All entries are to be repeated exactly as shown below.
(RECORDS SUPPLIED Opens)
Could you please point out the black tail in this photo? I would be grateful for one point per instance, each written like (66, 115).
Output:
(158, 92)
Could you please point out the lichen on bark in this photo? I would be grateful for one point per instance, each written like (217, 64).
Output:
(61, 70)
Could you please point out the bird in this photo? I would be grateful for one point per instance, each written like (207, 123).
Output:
(RECORDS SUPPLIED Closes)
_TASK OUTPUT_:
Could you please point out the black tail in this photo? I would be grateful for one point per instance, each written like (66, 115).
Output:
(158, 92)
Could you please point out the lichen on bark in this photo? I would be grateful for one point per instance, each written like (217, 64).
Output:
(61, 70)
Could you please point out the bird in this photo? I would be grateful for one point per instance, each written like (207, 123).
Output:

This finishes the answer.